-------- TEXTO DE ORIGEM --------

O inverno não é diferente no impacto em nosso corpo. Passamos a nos vestir com camadas e ao entrar nos lugares aquecidos vamos nos despindo, aos poucos.  Não há cheiros, as árvores mortas – não, espere.  Elas não estão mortas. Elas entram em um estado de sono, hibernam como ursos, por meses até chegar a primavera.  Somente vivendo aqui aprendi a alegria que causa a primavera. Como já disse Camus, descubro a cada inverno que “dentro de mim há um verão invencível” 

 

O lugar que vivemos também define nossa personalidade. A periferia de uma cidade latino americana me escolheu na infância, por falta de recursos. Agora escolho a periferia de um país rico porque aprendi que são os bairros periféricos e populares que abrigam a minha forma de ver o mundo. Aqui longe dos bairros sofisticados vivem as pessoas mais autênticas, onde existem mais manifestações culturais não pasteurizadas.  No Bronx, berço do Hip Hop e do Rap que contagiam as outras periferias de todo mundo, em seus muros grafitados, há um grande caleidoscópio humano, liquidificador de idiomas e cores de pele, onde o mais rico e poderoso país do mundo se reúne ao terceiro mundo. Juntos e misturados no vagão lotado do metrô. E não temos nada além de nossos bolsos cheios de sonhos. 

 

O telhado dos prédios da periferia nos dá uma distante visão do Central Park e um horizonte de prédios. Na outra ponta tem o World Trade Center, ou o que restou dele na versão ultra luminosa da torre que tomou seu lugar. No final de 2001 vi os gigantes de concreto  e aço afundando levantando uma imensa nuvem de poeira, com cheiro de cimento e tristeza.  Era meu primeiro verão vivendo na cidade, que se foi com o desespero nas ruas, com os cartazes e luzes das velas na Union Square e tantas outras praças e avenidas. O momento que transitamos entre turista e imigrante fica inesquecível na memória.

-------- LISTAGEM --------

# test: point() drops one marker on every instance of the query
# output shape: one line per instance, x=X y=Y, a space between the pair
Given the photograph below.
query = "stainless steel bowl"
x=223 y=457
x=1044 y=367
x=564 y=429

--------

## SOBRE A TAREFA
Pode transcrever literalmente, do texto sobre a vida em Nova York, tudo desde "O telhado dos" até "inesquecível na memória."?

## RESPOSTA
O telhado dos prédios da periferia nos dá uma distante visão do Central Park e um horizonte de prédios. Na outra ponta tem o World Trade Center, ou o que restou dele na versão ultra luminosa da torre que tomou seu lugar. No final de 2001 vi os gigantes de concreto  e aço afundando levantando uma imensa nuvem de poeira, com cheiro de cimento e tristeza.  Era meu primeiro verão vivendo na cidade, que se foi com o desespero nas ruas, com os cartazes e luzes das velas na Union Square e tantas outras praças e avenidas. O momento que transitamos entre turista e imigrante fica inesquecível na memória.